What the task asks:
Copy out the material below line for line, with no changes, but leave out the pictures.

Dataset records
[Start]
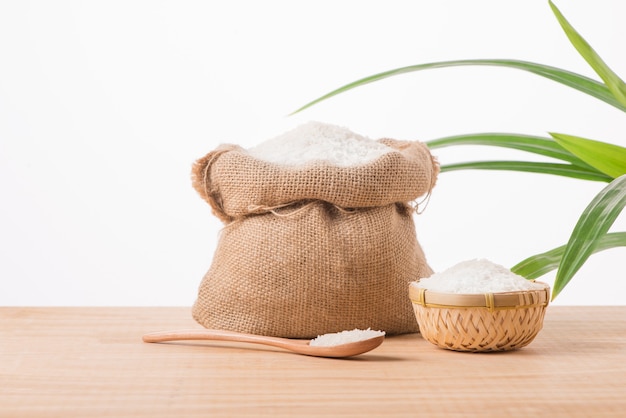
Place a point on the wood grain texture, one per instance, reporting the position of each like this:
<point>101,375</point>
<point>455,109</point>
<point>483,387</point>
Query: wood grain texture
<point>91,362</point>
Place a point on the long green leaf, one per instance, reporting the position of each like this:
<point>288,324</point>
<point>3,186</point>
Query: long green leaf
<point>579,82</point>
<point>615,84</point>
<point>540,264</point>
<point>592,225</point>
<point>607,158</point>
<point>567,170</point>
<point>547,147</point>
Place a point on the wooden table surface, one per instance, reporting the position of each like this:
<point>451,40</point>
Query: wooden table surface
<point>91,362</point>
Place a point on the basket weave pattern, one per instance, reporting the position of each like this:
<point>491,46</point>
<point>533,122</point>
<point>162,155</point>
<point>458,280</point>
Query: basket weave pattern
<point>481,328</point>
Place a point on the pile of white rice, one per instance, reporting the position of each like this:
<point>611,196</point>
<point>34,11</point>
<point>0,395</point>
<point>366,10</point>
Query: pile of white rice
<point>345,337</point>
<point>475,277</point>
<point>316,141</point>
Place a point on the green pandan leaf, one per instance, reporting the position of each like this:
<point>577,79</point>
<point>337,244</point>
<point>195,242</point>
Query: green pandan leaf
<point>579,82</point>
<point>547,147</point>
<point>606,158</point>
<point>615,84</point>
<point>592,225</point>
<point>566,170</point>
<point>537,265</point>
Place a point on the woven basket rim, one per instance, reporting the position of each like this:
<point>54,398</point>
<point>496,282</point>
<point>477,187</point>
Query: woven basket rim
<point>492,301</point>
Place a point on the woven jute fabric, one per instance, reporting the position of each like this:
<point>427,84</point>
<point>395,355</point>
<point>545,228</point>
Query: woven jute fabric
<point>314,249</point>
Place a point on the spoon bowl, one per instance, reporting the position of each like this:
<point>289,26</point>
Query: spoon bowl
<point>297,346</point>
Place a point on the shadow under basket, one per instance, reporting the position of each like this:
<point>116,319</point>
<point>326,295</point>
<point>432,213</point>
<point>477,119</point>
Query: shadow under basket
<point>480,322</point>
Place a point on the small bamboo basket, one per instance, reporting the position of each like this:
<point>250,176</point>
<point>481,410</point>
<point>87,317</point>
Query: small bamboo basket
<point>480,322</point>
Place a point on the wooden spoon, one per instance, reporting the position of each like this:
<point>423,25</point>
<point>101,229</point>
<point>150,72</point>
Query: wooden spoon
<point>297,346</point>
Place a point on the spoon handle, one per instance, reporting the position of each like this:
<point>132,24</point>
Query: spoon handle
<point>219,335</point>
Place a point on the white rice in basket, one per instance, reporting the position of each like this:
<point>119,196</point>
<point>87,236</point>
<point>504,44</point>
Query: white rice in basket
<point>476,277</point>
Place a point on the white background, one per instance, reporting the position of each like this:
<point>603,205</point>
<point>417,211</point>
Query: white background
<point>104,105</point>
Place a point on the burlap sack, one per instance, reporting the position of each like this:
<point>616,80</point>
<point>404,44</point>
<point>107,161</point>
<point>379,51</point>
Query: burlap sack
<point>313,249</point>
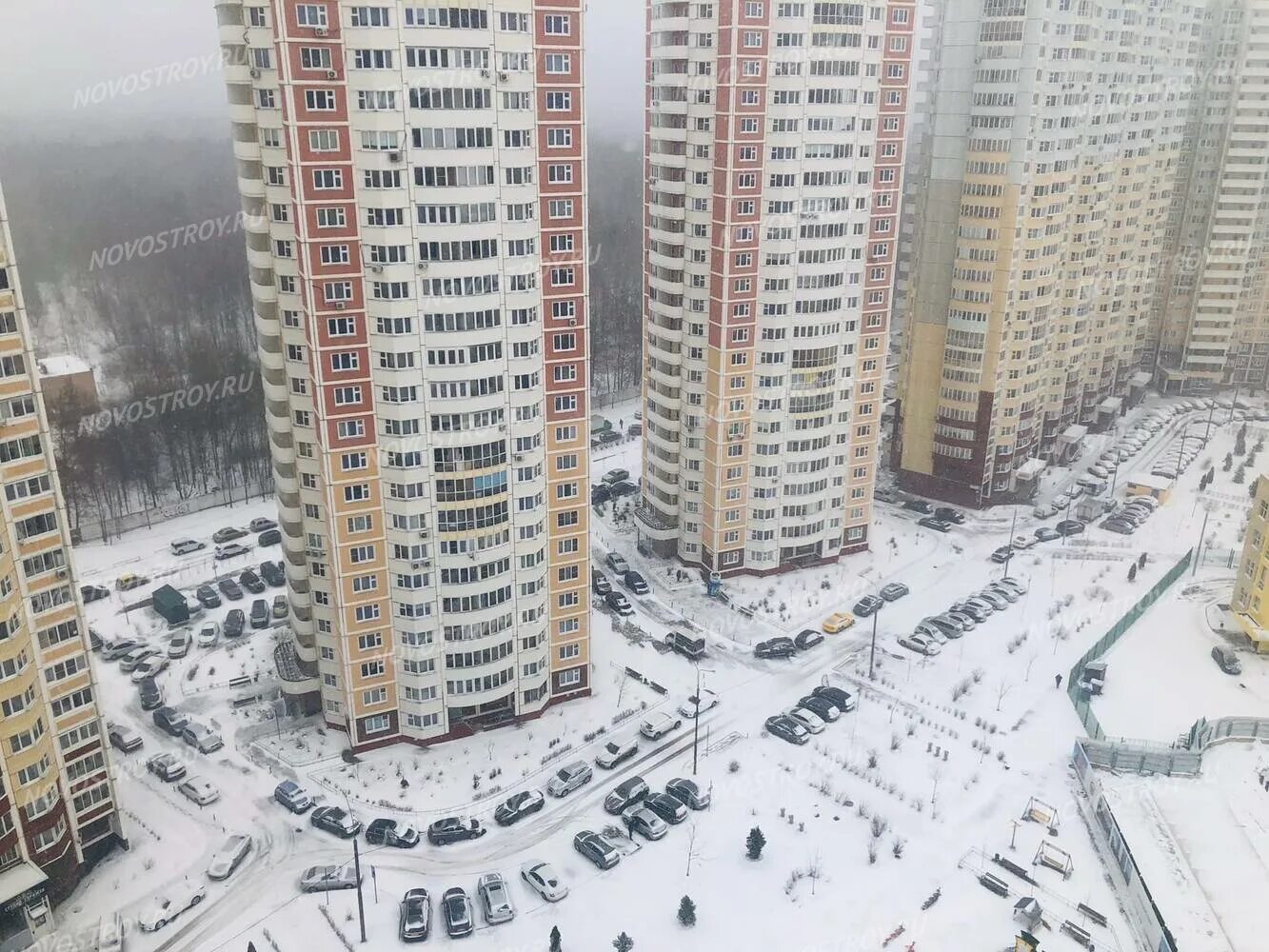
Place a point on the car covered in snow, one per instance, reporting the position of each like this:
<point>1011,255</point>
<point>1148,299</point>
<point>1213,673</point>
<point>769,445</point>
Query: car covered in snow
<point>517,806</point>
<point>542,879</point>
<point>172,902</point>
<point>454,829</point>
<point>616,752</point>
[End]
Response to the exercise:
Place a point on the wood grain texture, one per instance, reporting the position of each like this:
<point>101,375</point>
<point>455,109</point>
<point>483,387</point>
Query: wood grain texture
<point>91,362</point>
Place a point on the long green leaf, one per instance, reporting the position of each like this:
<point>288,324</point>
<point>3,186</point>
Query: long green leaf
<point>579,82</point>
<point>615,84</point>
<point>540,264</point>
<point>592,225</point>
<point>607,158</point>
<point>567,170</point>
<point>547,147</point>
Place a point on the wooden table surface, one per instance, reporting the position of each like this:
<point>451,40</point>
Query: wooden table surface
<point>91,362</point>
Place a point on the basket weave pattern, one per instance, reporting the position of each like this:
<point>491,46</point>
<point>533,122</point>
<point>162,155</point>
<point>458,280</point>
Query: basket weave pattern
<point>481,328</point>
Place a point on the pile of white rice, one per instance, reporting the position of each like this:
<point>611,196</point>
<point>34,11</point>
<point>0,395</point>
<point>366,10</point>
Query: pile of white rice
<point>345,337</point>
<point>475,277</point>
<point>316,141</point>
Place a point on the green pandan leaf, one per instance, reporting the position of each like this:
<point>577,79</point>
<point>337,244</point>
<point>195,242</point>
Query: green pandan leaf
<point>579,82</point>
<point>547,147</point>
<point>606,158</point>
<point>615,84</point>
<point>592,225</point>
<point>566,170</point>
<point>537,265</point>
Place a point on the woven basket rim, one per instance, reporting the position of each like this:
<point>54,398</point>
<point>496,282</point>
<point>477,187</point>
Query: woven basket rim
<point>492,301</point>
Place a point on the woven jute fabric, one per instance, reporting the position of each like this:
<point>427,84</point>
<point>395,355</point>
<point>545,228</point>
Query: woven jute fabric
<point>314,249</point>
Place a point on the spoon bowl, one per instance, reporting the position of each like this:
<point>289,26</point>
Query: spoon bowl
<point>297,346</point>
Place a point on the shadow under basket, one per instance, reporting the position of each like this:
<point>116,319</point>
<point>326,295</point>
<point>432,213</point>
<point>477,119</point>
Query: shadow under basket
<point>480,322</point>
Place a point on the small bamboo basket, one per instance, reporting the position of each like this:
<point>250,176</point>
<point>481,410</point>
<point>87,317</point>
Query: small bamboo basket
<point>480,322</point>
Place a point on the wooden spoon, one per instance, reporting the position of each like this:
<point>423,25</point>
<point>101,229</point>
<point>150,72</point>
Query: wooden spoon
<point>297,346</point>
Place a point on the spoon handle, one per instance, reporting the position of each like this:
<point>132,24</point>
Query: spoon handle
<point>219,335</point>
Place a point on the white rice in basket, one per instance, reporting the position of each like this:
<point>119,196</point>
<point>87,236</point>
<point>504,44</point>
Query: white rice in basket
<point>476,277</point>
Place a point on the white background, one per instance, reporting the position of each like this:
<point>603,205</point>
<point>417,211</point>
Query: white background
<point>104,105</point>
Place a point on the burlap sack, one per instance, reporting the position of each like this:
<point>616,80</point>
<point>404,44</point>
<point>107,161</point>
<point>379,51</point>
Query: burlap sack
<point>313,249</point>
Place a point on the car covered in snow, one per instance, reporting the position of each like this:
<point>1011,255</point>
<point>1148,299</point>
<point>1213,673</point>
<point>769,445</point>
Query: car covered in snow
<point>517,806</point>
<point>542,879</point>
<point>172,902</point>
<point>454,829</point>
<point>616,752</point>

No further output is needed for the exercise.